**AIM OF THE TASK**: Exact reproduction is required for all entries.

Rows from a pointing dataset:
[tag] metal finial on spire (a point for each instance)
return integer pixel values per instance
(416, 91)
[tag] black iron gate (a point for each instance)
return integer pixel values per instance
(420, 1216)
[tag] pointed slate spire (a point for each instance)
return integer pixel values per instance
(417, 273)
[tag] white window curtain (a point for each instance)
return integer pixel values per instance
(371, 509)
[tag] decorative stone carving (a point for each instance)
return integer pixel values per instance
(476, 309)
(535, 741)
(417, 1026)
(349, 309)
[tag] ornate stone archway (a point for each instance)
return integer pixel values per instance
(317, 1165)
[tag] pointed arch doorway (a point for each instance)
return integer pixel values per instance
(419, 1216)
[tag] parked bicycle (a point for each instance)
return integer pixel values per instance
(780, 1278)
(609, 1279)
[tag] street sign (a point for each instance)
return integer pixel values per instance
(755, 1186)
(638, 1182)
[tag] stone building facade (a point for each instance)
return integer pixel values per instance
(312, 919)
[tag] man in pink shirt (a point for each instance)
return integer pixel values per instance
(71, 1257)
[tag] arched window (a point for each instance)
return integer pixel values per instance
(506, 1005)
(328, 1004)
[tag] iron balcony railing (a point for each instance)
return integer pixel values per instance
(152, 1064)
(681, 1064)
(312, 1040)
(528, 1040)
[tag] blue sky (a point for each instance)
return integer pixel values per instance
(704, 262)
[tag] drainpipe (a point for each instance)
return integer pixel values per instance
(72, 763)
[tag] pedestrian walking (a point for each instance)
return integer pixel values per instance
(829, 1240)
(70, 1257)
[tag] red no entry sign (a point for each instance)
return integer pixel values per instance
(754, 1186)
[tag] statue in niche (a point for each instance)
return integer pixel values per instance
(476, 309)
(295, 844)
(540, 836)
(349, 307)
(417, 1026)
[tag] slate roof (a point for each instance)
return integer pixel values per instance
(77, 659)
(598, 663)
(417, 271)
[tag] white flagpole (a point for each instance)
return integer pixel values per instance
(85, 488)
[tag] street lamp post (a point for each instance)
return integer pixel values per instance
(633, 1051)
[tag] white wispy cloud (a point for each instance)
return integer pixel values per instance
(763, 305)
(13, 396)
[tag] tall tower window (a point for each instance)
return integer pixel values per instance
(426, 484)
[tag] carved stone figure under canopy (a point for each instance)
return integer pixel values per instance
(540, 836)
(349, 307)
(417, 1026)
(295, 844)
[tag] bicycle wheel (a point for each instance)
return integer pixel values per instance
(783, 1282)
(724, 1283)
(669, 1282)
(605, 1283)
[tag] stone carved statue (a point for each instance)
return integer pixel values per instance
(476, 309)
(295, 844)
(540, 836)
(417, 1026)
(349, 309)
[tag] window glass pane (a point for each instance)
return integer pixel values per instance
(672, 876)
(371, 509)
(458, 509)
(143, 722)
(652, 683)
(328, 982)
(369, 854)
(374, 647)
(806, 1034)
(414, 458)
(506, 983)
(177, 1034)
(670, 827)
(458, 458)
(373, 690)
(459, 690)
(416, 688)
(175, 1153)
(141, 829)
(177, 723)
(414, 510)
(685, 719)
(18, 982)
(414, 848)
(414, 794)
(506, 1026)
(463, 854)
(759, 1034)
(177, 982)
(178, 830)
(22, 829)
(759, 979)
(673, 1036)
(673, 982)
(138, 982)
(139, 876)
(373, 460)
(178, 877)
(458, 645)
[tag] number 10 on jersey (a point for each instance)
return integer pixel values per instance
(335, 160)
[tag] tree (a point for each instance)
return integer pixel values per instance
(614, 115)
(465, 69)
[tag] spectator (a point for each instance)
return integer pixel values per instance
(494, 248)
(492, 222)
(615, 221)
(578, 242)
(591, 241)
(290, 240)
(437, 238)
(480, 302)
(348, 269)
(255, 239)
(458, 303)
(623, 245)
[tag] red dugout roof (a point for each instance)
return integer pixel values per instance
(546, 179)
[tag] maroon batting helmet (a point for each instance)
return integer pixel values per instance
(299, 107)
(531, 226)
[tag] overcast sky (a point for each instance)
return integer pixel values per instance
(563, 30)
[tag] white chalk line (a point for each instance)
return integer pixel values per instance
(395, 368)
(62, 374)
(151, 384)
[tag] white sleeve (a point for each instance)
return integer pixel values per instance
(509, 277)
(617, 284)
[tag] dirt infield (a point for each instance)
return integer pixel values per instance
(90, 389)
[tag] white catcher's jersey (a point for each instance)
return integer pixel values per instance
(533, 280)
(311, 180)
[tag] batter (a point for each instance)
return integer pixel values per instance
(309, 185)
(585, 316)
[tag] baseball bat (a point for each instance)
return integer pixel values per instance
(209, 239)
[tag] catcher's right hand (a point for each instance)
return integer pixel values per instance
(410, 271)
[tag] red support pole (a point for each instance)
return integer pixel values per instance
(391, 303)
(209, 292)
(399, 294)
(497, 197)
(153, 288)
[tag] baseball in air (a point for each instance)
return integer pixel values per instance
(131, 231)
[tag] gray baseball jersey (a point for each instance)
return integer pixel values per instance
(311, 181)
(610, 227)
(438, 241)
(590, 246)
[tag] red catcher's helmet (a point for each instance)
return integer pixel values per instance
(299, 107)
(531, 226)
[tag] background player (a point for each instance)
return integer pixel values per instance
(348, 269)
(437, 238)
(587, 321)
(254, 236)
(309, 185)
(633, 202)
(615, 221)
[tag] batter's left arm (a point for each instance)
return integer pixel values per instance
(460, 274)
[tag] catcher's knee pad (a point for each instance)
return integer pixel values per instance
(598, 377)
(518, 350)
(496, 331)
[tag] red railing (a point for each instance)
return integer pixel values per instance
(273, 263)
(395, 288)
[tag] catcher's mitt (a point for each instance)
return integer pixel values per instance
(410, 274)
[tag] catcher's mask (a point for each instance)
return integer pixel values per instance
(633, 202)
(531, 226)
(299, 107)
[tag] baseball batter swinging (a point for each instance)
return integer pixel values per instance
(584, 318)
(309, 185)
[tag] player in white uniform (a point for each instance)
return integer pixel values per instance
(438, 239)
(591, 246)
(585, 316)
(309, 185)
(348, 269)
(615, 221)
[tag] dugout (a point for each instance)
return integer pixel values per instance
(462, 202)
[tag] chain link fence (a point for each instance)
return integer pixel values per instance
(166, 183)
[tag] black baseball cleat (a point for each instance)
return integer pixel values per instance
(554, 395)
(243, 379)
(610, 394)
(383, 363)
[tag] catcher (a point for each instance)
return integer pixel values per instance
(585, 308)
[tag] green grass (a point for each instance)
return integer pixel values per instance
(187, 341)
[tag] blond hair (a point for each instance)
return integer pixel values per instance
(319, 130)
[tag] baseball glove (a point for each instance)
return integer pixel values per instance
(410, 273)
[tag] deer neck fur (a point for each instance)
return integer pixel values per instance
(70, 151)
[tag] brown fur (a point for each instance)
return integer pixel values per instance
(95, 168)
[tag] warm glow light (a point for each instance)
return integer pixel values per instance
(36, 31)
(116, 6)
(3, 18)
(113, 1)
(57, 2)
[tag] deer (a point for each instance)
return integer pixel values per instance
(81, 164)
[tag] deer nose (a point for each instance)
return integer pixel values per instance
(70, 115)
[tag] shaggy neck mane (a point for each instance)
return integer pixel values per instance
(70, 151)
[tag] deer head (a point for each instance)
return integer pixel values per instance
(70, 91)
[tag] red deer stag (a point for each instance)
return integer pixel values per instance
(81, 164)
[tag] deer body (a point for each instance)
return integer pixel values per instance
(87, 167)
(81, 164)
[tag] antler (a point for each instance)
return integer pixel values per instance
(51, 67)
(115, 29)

**SOLUTION FOR THIS TASK**:
[tag] metal finial on spire (a point for each instance)
return integer pixel values per instance
(416, 91)
[tag] black iron gate (a point for each instance)
return integer pixel values per instance
(420, 1216)
[tag] pointed slate spire (a point for each instance)
return integer pixel values per instance
(417, 273)
[tag] white window curtain (a point for each instance)
return integer pixel values per instance
(371, 509)
[tag] decorative stone carving (a point for each instance)
return integer pixel values per instance
(476, 309)
(535, 741)
(417, 1026)
(349, 309)
[tag] ornate stone archway (a point for each instance)
return integer pixel values per instance
(317, 1165)
[tag] pointed arch doorway (a point for each instance)
return integer pixel values per instance
(419, 1216)
[tag] parked bicycle (a point for each instance)
return integer pixel values per instance
(780, 1278)
(609, 1279)
[tag] street sign (a point for each instance)
return integer pixel values per instance
(755, 1186)
(638, 1182)
[tag] stone building facade (a point for each instance)
return integer pixel values per instance
(312, 919)
[tag] man in pink shirt (a point for each instance)
return integer pixel values per instance
(71, 1257)
[tag] arched window (a point for each instance)
return integer pixel values per instance
(506, 1005)
(328, 1004)
[tag] iron balcony railing (a point for each instance)
return integer pixel values per instance
(152, 1064)
(681, 1064)
(312, 1040)
(528, 1040)
[tag] blue sky (a point for each instance)
return integer pixel values per instance
(704, 262)
[tag] drainpipe (a point for each instance)
return integer pixel values per instance
(72, 763)
[tag] pedestrian walking (a point for each instance)
return integer pixel values per instance
(829, 1240)
(70, 1257)
[tag] red no entry sign (a point for each instance)
return integer pixel values per instance
(754, 1186)
[tag] statue in niche (a point for each instance)
return integer pixel values per instance
(476, 309)
(295, 844)
(540, 836)
(349, 307)
(417, 1026)
[tag] slate roof (a point for each instance)
return integer pixel values per instance
(77, 659)
(598, 663)
(417, 271)
[tag] white flagpole (a point for each instance)
return integer pixel values per instance
(85, 488)
[tag] street lamp post (a point for each instance)
return integer pixel values per instance
(633, 1051)
[tag] white wispy cloud (a point for each instance)
return integer pixel values per instance
(763, 305)
(13, 396)
[tag] tall tower window (a point for each instance)
return integer pixel values per instance
(426, 484)
[tag] carved stone figure under canopy (a point for each instance)
return integer pixel values per instance
(540, 836)
(349, 307)
(417, 1026)
(295, 844)
[tag] bicycle wheel (a point for each instance)
return integer pixel values per instance
(783, 1282)
(724, 1283)
(669, 1282)
(605, 1283)
[tag] stone carved statue (a point for each instance)
return integer pixel values per instance
(476, 309)
(295, 844)
(540, 836)
(417, 1026)
(349, 309)
[tag] window glass pane (a point for each instance)
return integer pixel values per instance
(672, 876)
(371, 509)
(458, 509)
(143, 722)
(652, 683)
(328, 982)
(369, 854)
(374, 647)
(806, 1034)
(414, 458)
(506, 983)
(177, 1034)
(670, 827)
(458, 458)
(373, 690)
(459, 690)
(416, 688)
(175, 1153)
(141, 829)
(177, 723)
(414, 510)
(685, 719)
(18, 982)
(414, 848)
(414, 794)
(506, 1026)
(463, 854)
(759, 1034)
(177, 982)
(178, 830)
(22, 829)
(759, 979)
(673, 1036)
(673, 982)
(138, 982)
(139, 876)
(373, 460)
(178, 877)
(458, 645)
[tag] number 10 on jersey (a point for each instance)
return integer pixel values per instance
(335, 160)
[tag] tree (a point for each instance)
return integer pixel values per instance
(614, 115)
(465, 69)
[tag] spectator (a point for each instance)
return integer pixel values per instance
(494, 248)
(492, 222)
(615, 221)
(578, 242)
(591, 241)
(290, 240)
(437, 238)
(480, 302)
(348, 269)
(255, 239)
(458, 303)
(623, 245)
[tag] red dugout roof (a point for each instance)
return integer pixel values per instance
(546, 179)
[tag] maroon batting helmet (a point for each instance)
return integer pixel values per instance
(299, 107)
(531, 226)
[tag] overcast sky (a point for each instance)
return integer pixel values per instance
(563, 30)
[tag] white chalk line (a point for each instance)
return integer pixel values per instance
(395, 368)
(62, 374)
(151, 384)
[tag] white sleeve (a point for each instance)
return integer pixel values per instance
(509, 277)
(617, 284)
[tag] dirt infield (a point for each instance)
return integer pixel values per instance
(90, 389)
[tag] white catcher's jersey (a point for each instance)
return integer pixel values per instance
(533, 280)
(311, 180)
[tag] batter (a point for each instance)
return integer pixel values per instance
(309, 185)
(585, 316)
[tag] baseball bat (a point for each instance)
return integer pixel values per instance
(209, 239)
[tag] catcher's right hand (a point for each instance)
return integer pixel values per instance
(410, 271)
[tag] red support pole (a point for each instance)
return integer pixel values per instance
(391, 303)
(209, 292)
(399, 294)
(497, 197)
(153, 288)
[tag] baseball in air (a point for each instance)
return integer pixel values per instance
(131, 231)
[tag] gray baseball jersey (a point for each instance)
return integer pixel values per instance
(311, 181)
(610, 227)
(438, 241)
(590, 246)
[tag] red catcher's helmet (a point for each instance)
return integer pixel values per instance
(299, 107)
(531, 226)
[tag] background player (a point for each instance)
return integer pixel values per instance
(348, 269)
(437, 238)
(587, 321)
(254, 236)
(309, 185)
(633, 202)
(615, 221)
[tag] batter's left arm (a point for each instance)
return integer pixel values per instance
(460, 274)
[tag] catcher's knee pad (a point for each instance)
return integer pixel values per instance
(598, 377)
(518, 350)
(496, 331)
[tag] red railing (a point for each instance)
return integer pixel values per instance
(273, 263)
(395, 288)
[tag] catcher's mitt (a point for each instance)
return integer pixel values per instance
(410, 274)
[tag] catcher's mask (a point for each instance)
return integer pixel values per instance
(633, 202)
(531, 226)
(299, 107)
[tag] baseball batter swinging (a point for each instance)
return integer pixel values per instance
(584, 318)
(309, 185)
[tag] player in white uniform (a point for each instance)
return integer pixel values per instance
(438, 239)
(591, 246)
(585, 316)
(309, 185)
(348, 269)
(615, 221)
[tag] dugout (a point for each instance)
return integer pixel values per instance
(462, 202)
[tag] chain link fence (a point for each instance)
return integer pixel values per instance
(166, 183)
[tag] black baseball cleat (a point for each instance)
return integer pixel values per instance
(554, 395)
(243, 379)
(610, 394)
(383, 363)
[tag] catcher (a point for each instance)
return integer pixel values per instance
(585, 308)
[tag] green grass (a point for each instance)
return integer pixel values per instance
(187, 341)
[tag] blond hair (a point for each instance)
return integer pixel values per instance
(319, 130)
[tag] baseball glove (a point for each instance)
return integer pixel values per instance
(410, 273)
[tag] deer neck fur (a point for each instance)
return integer pixel values per instance
(70, 151)
[tag] brown fur (a point for each instance)
return integer pixel values per instance
(95, 168)
[tag] warm glow light (a point for each instance)
return integer pixel values per instance
(36, 31)
(116, 6)
(3, 18)
(113, 1)
(57, 2)
[tag] deer (a point for each instance)
return integer pixel values per instance
(81, 164)
[tag] deer nose (a point for each instance)
return integer pixel values per instance
(70, 115)
[tag] shaggy neck mane (a point for each instance)
return integer pixel values per instance
(70, 151)
[tag] deer head (a point for each instance)
return integer pixel values per instance
(70, 91)
[tag] red deer stag (a point for each instance)
return integer pixel values per instance
(81, 164)
[tag] deer body (a point for each instance)
return integer pixel values per instance
(87, 167)
(81, 164)
[tag] antler (a point for each instance)
return integer pixel values per instance
(51, 67)
(115, 29)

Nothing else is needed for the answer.